▶ **The records**:
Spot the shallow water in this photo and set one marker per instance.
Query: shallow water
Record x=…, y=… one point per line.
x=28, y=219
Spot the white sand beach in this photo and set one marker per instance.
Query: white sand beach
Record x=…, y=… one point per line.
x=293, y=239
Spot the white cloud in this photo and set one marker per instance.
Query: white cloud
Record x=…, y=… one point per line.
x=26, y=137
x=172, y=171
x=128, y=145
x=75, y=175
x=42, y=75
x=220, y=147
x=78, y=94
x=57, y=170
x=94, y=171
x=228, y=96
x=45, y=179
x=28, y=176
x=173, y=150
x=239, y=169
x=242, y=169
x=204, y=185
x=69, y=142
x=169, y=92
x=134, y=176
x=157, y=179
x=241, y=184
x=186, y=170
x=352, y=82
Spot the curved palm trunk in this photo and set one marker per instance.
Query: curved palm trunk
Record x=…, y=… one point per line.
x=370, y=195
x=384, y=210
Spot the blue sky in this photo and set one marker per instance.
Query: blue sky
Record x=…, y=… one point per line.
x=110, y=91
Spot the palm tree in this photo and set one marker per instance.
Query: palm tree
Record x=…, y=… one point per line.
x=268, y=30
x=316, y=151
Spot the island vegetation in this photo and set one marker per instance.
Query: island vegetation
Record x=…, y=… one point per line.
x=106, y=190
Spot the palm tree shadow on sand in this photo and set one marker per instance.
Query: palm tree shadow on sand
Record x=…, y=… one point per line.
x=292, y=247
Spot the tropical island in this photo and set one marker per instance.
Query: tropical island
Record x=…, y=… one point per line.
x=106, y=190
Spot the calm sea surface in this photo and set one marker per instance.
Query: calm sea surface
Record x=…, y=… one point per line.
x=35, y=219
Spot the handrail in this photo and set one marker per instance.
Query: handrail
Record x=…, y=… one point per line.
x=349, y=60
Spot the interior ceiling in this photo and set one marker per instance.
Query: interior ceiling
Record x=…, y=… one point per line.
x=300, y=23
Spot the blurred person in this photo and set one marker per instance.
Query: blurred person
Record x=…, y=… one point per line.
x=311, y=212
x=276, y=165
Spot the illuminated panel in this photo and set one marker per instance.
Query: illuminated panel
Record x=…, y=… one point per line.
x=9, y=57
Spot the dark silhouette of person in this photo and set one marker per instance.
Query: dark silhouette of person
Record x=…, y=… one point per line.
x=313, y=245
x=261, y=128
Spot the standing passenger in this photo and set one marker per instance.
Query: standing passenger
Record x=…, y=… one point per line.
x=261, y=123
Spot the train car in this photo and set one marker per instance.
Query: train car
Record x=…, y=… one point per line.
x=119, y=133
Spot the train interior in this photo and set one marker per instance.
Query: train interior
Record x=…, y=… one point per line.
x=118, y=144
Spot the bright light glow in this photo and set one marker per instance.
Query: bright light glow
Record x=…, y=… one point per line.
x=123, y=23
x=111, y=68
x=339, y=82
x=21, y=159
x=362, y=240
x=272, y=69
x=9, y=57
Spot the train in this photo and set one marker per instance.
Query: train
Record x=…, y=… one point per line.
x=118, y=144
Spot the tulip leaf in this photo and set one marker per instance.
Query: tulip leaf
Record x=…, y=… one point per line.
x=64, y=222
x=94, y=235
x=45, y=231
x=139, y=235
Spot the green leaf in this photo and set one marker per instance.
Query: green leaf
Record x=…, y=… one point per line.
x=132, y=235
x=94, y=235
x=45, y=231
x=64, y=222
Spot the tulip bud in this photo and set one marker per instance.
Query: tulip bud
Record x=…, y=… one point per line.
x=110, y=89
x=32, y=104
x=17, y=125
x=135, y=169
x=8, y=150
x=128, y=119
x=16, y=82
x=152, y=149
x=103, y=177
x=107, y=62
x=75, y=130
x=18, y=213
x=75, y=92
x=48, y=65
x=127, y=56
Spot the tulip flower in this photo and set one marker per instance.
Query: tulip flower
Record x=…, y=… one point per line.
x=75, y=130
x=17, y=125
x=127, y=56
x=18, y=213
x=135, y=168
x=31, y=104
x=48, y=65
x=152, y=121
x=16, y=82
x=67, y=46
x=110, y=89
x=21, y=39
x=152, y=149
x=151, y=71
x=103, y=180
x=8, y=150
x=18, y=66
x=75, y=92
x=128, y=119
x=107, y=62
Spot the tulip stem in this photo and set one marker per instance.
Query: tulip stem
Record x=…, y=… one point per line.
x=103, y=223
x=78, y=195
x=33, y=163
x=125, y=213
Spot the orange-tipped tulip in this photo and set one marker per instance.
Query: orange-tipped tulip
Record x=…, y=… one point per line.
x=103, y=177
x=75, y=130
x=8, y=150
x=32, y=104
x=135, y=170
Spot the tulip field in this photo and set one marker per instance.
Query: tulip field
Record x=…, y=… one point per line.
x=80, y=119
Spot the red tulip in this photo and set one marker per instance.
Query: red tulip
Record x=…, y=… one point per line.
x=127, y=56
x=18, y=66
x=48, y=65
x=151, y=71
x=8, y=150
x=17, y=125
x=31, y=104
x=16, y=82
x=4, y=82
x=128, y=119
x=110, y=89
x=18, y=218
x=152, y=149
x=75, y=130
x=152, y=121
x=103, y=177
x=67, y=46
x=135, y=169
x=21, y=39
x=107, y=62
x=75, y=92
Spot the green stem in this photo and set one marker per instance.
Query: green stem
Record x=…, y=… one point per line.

▶ **What to produce**:
Print the stretch of the entries above from the line containing "Spot the tulip leaf" through the last line of the entries, unchanged.

▶ **Answer to this exercise**:
Spot the tulip leaf in this photo and set one marker per instance.
Query: tulip leaf
Record x=…, y=… one point per line.
x=64, y=222
x=94, y=235
x=45, y=231
x=139, y=235
Spot the green leaf in this photo and set one marker per instance.
Query: green leaf
Record x=…, y=… one point per line.
x=132, y=235
x=94, y=235
x=45, y=231
x=64, y=222
Spot the tulip bud in this photo and set one marker per instance.
Query: tulip bud
Record x=…, y=… one point per line.
x=110, y=89
x=32, y=104
x=17, y=125
x=135, y=169
x=8, y=150
x=128, y=119
x=16, y=82
x=152, y=149
x=103, y=177
x=107, y=62
x=75, y=130
x=18, y=213
x=75, y=92
x=48, y=65
x=127, y=56
Spot the tulip flower in this photo and set one marker per instance.
Query: tulip flower
Record x=…, y=… one point per line.
x=75, y=130
x=17, y=125
x=127, y=56
x=18, y=213
x=135, y=168
x=31, y=104
x=48, y=65
x=152, y=121
x=16, y=82
x=67, y=46
x=110, y=89
x=21, y=39
x=152, y=149
x=151, y=71
x=103, y=180
x=8, y=150
x=18, y=66
x=75, y=92
x=128, y=119
x=107, y=62
Spot the tulip stem in this photo and set one marker per instance.
Query: tulip stem
Record x=…, y=… one point per line.
x=103, y=223
x=78, y=195
x=33, y=163
x=125, y=213
Spot the orange-tipped tulip in this photo and set one marker per instance.
Query: orange-tipped tulip
Record x=…, y=… one point per line.
x=103, y=177
x=75, y=130
x=8, y=150
x=32, y=104
x=135, y=170
Spot the tulip field in this photo and set one marker per instance.
Query: tulip field
Record x=…, y=… one point per line.
x=80, y=119
Spot the red tulip in this photo and set one marker per instance.
Query: red tulip
Record x=…, y=… one point per line.
x=127, y=56
x=18, y=66
x=48, y=65
x=151, y=71
x=8, y=150
x=17, y=125
x=31, y=104
x=16, y=82
x=4, y=82
x=128, y=119
x=110, y=89
x=18, y=218
x=152, y=149
x=75, y=130
x=152, y=121
x=103, y=177
x=67, y=46
x=135, y=169
x=21, y=39
x=107, y=62
x=75, y=92
Spot the green stem in this photo and set one marker per instance.
Query: green stem
Record x=…, y=… one point per line.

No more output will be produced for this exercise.